Locate every line in the records that contains the word "vegetation" and copy each one. Matching is case-sensitive.

* Start THE RECORDS *

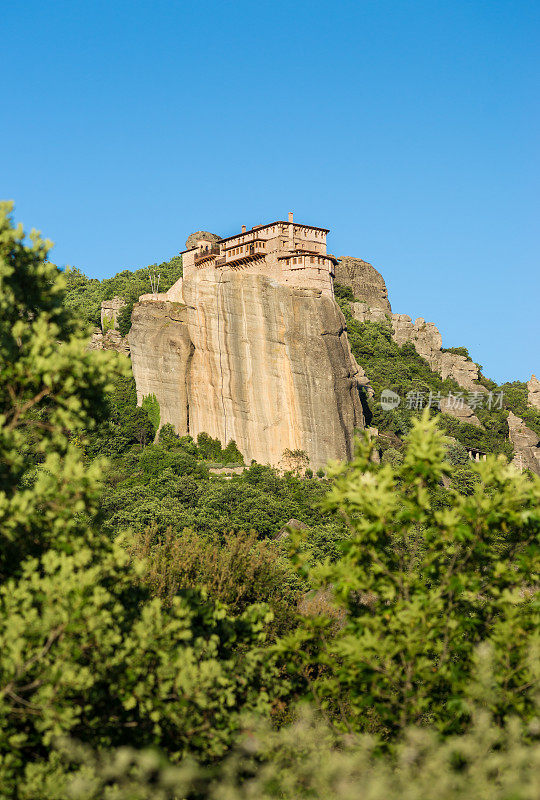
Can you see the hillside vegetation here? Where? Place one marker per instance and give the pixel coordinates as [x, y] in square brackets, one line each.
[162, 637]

* End THE RECORDS *
* Start THE RECORDS *

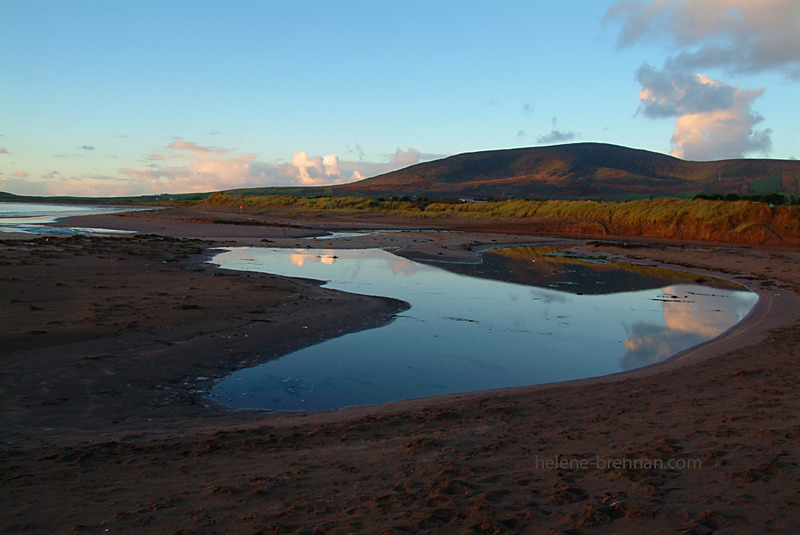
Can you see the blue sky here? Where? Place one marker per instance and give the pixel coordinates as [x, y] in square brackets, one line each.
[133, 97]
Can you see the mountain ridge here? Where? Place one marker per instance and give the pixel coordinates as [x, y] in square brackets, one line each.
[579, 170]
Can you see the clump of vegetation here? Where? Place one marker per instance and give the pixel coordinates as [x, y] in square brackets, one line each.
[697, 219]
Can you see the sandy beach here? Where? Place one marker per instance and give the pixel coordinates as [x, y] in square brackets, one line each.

* End THE RECORDS *
* Start THE RECORDS *

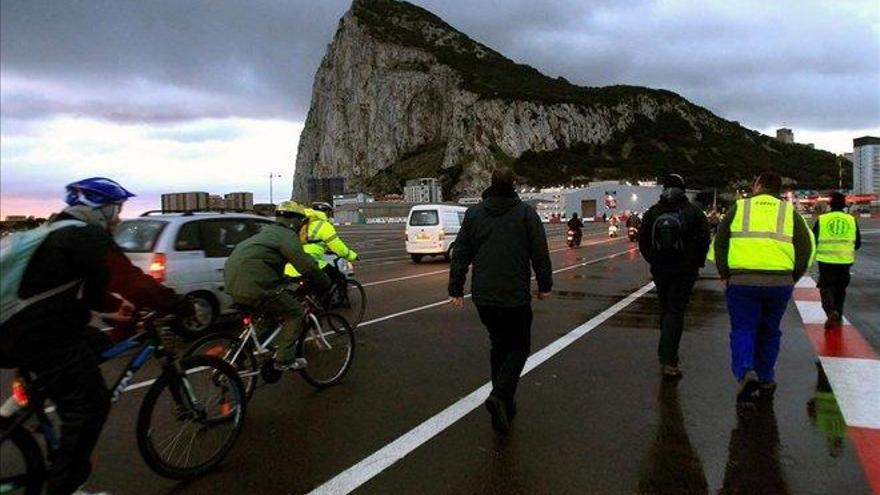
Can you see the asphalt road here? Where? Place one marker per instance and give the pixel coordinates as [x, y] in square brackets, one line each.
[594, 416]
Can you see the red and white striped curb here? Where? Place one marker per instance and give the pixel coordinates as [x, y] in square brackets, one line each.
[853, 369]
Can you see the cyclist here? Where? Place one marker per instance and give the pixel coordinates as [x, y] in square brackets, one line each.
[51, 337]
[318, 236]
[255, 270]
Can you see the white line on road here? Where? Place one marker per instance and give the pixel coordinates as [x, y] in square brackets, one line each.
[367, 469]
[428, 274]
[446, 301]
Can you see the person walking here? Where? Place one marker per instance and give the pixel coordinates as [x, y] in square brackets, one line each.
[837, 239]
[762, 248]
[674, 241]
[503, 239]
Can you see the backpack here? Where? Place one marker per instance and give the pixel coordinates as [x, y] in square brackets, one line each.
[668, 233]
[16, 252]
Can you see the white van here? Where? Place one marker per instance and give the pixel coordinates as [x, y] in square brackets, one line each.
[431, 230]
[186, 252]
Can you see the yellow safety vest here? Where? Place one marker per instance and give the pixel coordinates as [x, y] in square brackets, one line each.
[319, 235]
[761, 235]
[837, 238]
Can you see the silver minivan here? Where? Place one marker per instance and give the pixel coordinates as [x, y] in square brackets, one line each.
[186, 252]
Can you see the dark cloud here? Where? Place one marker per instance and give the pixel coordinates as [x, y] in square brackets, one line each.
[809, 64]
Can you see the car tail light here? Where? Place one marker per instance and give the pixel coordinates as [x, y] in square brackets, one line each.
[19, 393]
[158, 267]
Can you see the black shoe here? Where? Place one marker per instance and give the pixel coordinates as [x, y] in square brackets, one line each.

* End THE RECORDS *

• _SOLUTION TO THIS EXERCISE_:
Can you see the hillside vegetation here? Where? Place one marker per instance and give the pixel coordinates as [x, y] in square brackets, one line each.
Can you see the clump of vegetation here? Where? Place one marker per instance and give the pixel coordinates as [x, y] in square brackets, one line each.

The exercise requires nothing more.